Give the data again in full. Keep every line the same.
-- DATA FOR THIS TASK follows --
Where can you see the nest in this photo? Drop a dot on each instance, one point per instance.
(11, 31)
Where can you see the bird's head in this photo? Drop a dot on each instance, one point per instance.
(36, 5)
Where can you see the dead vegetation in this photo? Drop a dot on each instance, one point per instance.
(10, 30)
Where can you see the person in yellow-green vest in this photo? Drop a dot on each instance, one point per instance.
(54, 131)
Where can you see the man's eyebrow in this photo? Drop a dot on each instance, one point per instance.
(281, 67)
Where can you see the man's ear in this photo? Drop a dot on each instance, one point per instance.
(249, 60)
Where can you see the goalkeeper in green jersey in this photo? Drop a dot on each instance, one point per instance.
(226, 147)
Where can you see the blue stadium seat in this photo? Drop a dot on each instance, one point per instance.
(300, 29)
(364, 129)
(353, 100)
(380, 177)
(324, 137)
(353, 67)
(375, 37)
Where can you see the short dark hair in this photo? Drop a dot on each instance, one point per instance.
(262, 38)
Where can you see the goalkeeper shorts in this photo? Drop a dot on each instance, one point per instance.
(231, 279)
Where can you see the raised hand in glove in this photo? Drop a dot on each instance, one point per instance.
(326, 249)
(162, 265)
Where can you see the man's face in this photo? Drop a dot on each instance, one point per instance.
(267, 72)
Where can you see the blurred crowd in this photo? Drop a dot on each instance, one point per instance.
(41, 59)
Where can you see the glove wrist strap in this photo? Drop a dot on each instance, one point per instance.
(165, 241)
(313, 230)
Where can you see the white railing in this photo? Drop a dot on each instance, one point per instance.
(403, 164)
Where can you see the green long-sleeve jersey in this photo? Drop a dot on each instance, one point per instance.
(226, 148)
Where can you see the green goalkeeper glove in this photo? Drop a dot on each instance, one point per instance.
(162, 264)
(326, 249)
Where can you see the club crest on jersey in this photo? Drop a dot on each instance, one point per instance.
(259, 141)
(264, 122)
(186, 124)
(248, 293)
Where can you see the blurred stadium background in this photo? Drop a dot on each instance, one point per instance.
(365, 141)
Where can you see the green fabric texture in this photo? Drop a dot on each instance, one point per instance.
-- DATA FOR THIS TASK concluded --
[RESULT]:
Where can you see the nest in this photo? Drop a dot on each instance, one point per instance.
(11, 31)
Where can you see the bird's head in this photo? Drop a dot on each instance, one point per instance.
(36, 5)
Where can you see the dead vegetation in this photo? Drop a dot on each instance, one point per instance.
(10, 30)
Where can you see the person in yellow-green vest in this photo? Drop a dot on each instance, one point per instance.
(54, 131)
Where can you see the man's eyebrow in this photo? Drop a dot on each instance, one point per instance.
(281, 67)
Where can you see the man's ear in this photo? Drop a dot on each instance, one point per instance.
(249, 60)
Where can you see the goalkeeper in green jersey in this photo? Drop a dot on each instance, one point per instance.
(226, 147)
Where can you see the blue stadium seat in this photo? Drop a dot on each instance, one point per instance.
(300, 29)
(364, 129)
(353, 100)
(380, 177)
(324, 137)
(353, 67)
(375, 37)
Where can you see the short dark hair in this photo? Drop a dot on each instance, one point per instance.
(262, 38)
Where can you see the goalkeeper shorts in this photo? Drop a dot on each instance, one point per instance.
(231, 279)
Where can you see the raised hand in glove in this photo? Drop a dot on each instance, one point per instance.
(326, 249)
(162, 265)
Where can you see the man's face in this photo? Drop a dot on each instance, one point per instance.
(267, 72)
Where can you see the blurred crowd in this photo? Drop a dot on each instance, one point per instance.
(41, 59)
Where can you see the glove wrist strap in this photo? Drop a dot on each instance, one point per instance.
(165, 241)
(313, 230)
Where can you see the white railing in this photo? Drop a dot on each instance, one point per instance.
(403, 164)
Where can you see the green long-sleeve jersey in this photo? Drop a dot on each instance, one point per instance.
(226, 148)
Where can you see the green goalkeeper glove in this photo? Drop a dot on each instance, one point per instance.
(162, 264)
(326, 249)
Where can you see the club crest on jersey in this photo? Drop a dot on each instance, one point per instance.
(259, 141)
(264, 122)
(186, 124)
(248, 293)
Where can you see the blurred stadium background in this photo? Drop a dot on each instance, one point per instance.
(365, 141)
Where can you see the green fabric texture in this photo? Drop a dot on each instance, one point per instance.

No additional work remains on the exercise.